RECORDED INFORMATION:
+ + +

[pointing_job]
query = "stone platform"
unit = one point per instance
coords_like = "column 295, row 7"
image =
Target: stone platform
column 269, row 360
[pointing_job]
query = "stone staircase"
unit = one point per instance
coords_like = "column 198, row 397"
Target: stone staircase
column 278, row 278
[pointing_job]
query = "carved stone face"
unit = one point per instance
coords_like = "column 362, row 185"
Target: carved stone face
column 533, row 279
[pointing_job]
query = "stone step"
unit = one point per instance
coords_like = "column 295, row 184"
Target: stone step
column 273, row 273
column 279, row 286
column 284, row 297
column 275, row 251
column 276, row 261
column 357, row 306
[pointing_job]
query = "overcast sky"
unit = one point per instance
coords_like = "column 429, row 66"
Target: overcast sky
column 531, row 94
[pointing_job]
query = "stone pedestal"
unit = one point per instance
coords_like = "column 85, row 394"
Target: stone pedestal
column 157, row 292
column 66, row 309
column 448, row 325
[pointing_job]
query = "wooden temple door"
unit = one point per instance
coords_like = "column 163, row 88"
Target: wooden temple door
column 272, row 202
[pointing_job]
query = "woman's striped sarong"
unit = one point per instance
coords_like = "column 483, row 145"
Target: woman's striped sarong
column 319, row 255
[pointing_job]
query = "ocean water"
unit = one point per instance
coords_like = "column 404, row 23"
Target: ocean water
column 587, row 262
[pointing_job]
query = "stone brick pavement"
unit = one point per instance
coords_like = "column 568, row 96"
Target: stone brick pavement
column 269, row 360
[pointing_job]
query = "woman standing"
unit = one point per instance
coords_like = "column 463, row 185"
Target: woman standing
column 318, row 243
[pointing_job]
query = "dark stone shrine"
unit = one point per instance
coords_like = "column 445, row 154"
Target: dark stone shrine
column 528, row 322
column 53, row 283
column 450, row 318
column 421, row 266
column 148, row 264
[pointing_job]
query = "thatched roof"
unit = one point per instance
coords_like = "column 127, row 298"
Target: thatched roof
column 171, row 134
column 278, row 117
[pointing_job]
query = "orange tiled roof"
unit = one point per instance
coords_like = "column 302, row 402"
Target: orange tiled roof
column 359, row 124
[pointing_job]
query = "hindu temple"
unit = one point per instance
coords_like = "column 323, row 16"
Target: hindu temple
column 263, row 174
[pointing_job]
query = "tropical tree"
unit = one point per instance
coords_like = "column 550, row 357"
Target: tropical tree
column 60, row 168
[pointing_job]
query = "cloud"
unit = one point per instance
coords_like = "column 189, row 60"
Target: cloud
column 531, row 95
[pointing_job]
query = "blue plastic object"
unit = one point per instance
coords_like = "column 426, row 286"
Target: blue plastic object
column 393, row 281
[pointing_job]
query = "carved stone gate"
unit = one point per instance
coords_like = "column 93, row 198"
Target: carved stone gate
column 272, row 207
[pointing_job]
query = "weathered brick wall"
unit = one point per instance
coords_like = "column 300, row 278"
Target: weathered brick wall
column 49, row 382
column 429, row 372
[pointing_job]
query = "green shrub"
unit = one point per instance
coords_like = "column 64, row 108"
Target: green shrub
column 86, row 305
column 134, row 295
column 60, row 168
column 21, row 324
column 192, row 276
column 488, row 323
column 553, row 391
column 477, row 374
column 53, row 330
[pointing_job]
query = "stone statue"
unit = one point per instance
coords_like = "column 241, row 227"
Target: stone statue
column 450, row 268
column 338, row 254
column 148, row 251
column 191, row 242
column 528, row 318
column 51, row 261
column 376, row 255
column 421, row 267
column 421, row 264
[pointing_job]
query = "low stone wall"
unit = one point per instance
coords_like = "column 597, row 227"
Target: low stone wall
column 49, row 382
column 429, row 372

+ + +

TASK INSTRUCTIONS: Transcribe all the material, making sure each line matches the original.

SOLUTION:
[pointing_job]
query = "stone platform"
unit = one point per instance
coords_like = "column 295, row 7"
image =
Target: stone platform
column 269, row 360
[pointing_job]
query = "stone staircase"
unit = one point per instance
coords_like = "column 198, row 397"
Target: stone staircase
column 278, row 278
[pointing_job]
query = "carved stone face"
unit = one point per instance
coords_like = "column 362, row 185"
Target: carved stone face
column 533, row 279
[pointing_job]
query = "stone step"
unit = one point per instance
coords_like = "column 295, row 184"
Target: stone step
column 273, row 273
column 279, row 286
column 284, row 297
column 275, row 251
column 276, row 261
column 357, row 306
[pointing_job]
query = "overcast sky"
unit = one point per instance
coords_like = "column 429, row 66"
Target: overcast sky
column 531, row 94
[pointing_job]
query = "stone pedestal"
unit = one point per instance
coords_like = "column 85, row 394"
Target: stone pedestal
column 157, row 292
column 66, row 309
column 448, row 325
[pointing_job]
query = "wooden temple door"
unit = one point per instance
coords_like = "column 163, row 88"
Target: wooden temple door
column 272, row 202
[pointing_job]
query = "woman's striped sarong"
unit = one point per instance
coords_like = "column 483, row 145"
Target: woman's striped sarong
column 319, row 255
[pointing_job]
query = "ocean water"
unit = one point per instance
coords_like = "column 404, row 23"
Target: ocean water
column 587, row 262
[pointing_job]
query = "stone brick pavement"
unit = one point per instance
coords_like = "column 568, row 96"
Target: stone brick pavement
column 269, row 360
[pointing_job]
query = "woman standing"
unit = one point per instance
coords_like = "column 463, row 185"
Target: woman standing
column 318, row 243
[pointing_job]
query = "dark stone shrine"
unit = one point per instance
coords_like = "column 445, row 154"
Target: dark stone shrine
column 528, row 322
column 53, row 283
column 450, row 318
column 421, row 266
column 148, row 264
[pointing_job]
query = "thatched roof"
unit = one point per instance
coords_like = "column 127, row 298"
Target: thatched roof
column 171, row 134
column 278, row 117
[pointing_job]
query = "orange tiled roof"
unit = one point per instance
coords_like = "column 302, row 402"
Target: orange tiled roof
column 359, row 124
[pointing_job]
query = "hindu temple"
unit = one point per instance
coords_like = "column 323, row 16"
Target: hindu temple
column 263, row 174
[pointing_job]
query = "tropical tree"
unit = one point per instance
coords_like = "column 550, row 357"
Target: tropical tree
column 60, row 168
[pointing_job]
query = "cloud"
unit = one point per instance
coords_like = "column 189, row 60"
Target: cloud
column 531, row 95
[pointing_job]
query = "blue plastic object"
unit = one point per instance
coords_like = "column 426, row 286"
Target: blue plastic object
column 393, row 281
[pointing_job]
query = "carved stone gate"
unit = one point per instance
coords_like = "column 93, row 198"
Target: carved stone gate
column 272, row 207
[pointing_job]
query = "weathered brick wall"
unit = one point per instance
coords_like = "column 300, row 278"
Target: weathered brick wall
column 49, row 382
column 429, row 372
[pointing_job]
query = "green shrub"
unit = one point per instance
coords_like = "column 64, row 108"
Target: green shrub
column 86, row 305
column 134, row 295
column 60, row 168
column 21, row 324
column 192, row 276
column 488, row 323
column 553, row 391
column 477, row 374
column 53, row 330
[pointing_job]
query = "stone statue"
unit = one point per instance
coords_like = "column 241, row 227"
Target: stone statue
column 450, row 268
column 338, row 254
column 148, row 251
column 191, row 242
column 528, row 318
column 51, row 261
column 376, row 255
column 421, row 267
column 421, row 264
[pointing_job]
query = "low stone wall"
unit = one point per instance
coords_like = "column 597, row 227"
Target: low stone wall
column 49, row 382
column 429, row 372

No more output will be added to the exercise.